— Given data —
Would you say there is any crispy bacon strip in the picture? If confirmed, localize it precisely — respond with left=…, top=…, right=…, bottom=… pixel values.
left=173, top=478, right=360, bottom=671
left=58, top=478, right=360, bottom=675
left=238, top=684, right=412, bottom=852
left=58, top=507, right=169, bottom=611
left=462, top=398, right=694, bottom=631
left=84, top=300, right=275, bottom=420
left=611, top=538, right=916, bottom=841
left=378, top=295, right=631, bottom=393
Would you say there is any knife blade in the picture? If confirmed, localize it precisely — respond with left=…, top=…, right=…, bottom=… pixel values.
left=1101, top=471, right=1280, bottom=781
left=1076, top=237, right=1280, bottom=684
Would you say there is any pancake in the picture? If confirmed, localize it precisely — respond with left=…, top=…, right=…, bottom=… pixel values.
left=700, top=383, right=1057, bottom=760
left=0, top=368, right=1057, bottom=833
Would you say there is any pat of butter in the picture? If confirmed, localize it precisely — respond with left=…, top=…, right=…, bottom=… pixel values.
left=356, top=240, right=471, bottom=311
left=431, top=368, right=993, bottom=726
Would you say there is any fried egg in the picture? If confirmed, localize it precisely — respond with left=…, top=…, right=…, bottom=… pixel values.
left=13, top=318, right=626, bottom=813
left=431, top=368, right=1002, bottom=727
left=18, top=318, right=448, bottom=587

— Stated exercise —
Could you rewrite all the material above with every "localize" changed to "locate" and nothing else altered?

— Reply to the task —
Would you say there is any crispy bacon strip in the picture? If confirmed, locate it precisely — respond with left=…, top=…, right=…, bottom=… pixel values.
left=173, top=478, right=360, bottom=671
left=58, top=478, right=360, bottom=675
left=238, top=684, right=412, bottom=852
left=58, top=507, right=169, bottom=611
left=462, top=398, right=694, bottom=631
left=84, top=300, right=275, bottom=420
left=611, top=538, right=916, bottom=841
left=378, top=295, right=631, bottom=393
Would you say there is any knife blade in the picture? If confirmed, locate it precisely — respond with left=…, top=…, right=…, bottom=… pixel values.
left=1101, top=471, right=1280, bottom=781
left=1076, top=237, right=1280, bottom=684
Would you say there is any pancake in the picture? If confirmed, locate it precisely — respond with left=…, top=…, right=…, bottom=… pixel values.
left=700, top=383, right=1057, bottom=760
left=0, top=368, right=1057, bottom=833
Would you say there is any pat of butter in the picture? If confirmed, locate it precisely — respond with left=…, top=…, right=…, bottom=… pixel values.
left=356, top=240, right=471, bottom=311
left=431, top=368, right=993, bottom=726
Would you say there is any fried egg in the picture? If confirmed, locate it precisely — respond with left=…, top=…, right=…, bottom=… pixel values.
left=13, top=318, right=626, bottom=813
left=431, top=368, right=1002, bottom=727
left=18, top=318, right=448, bottom=587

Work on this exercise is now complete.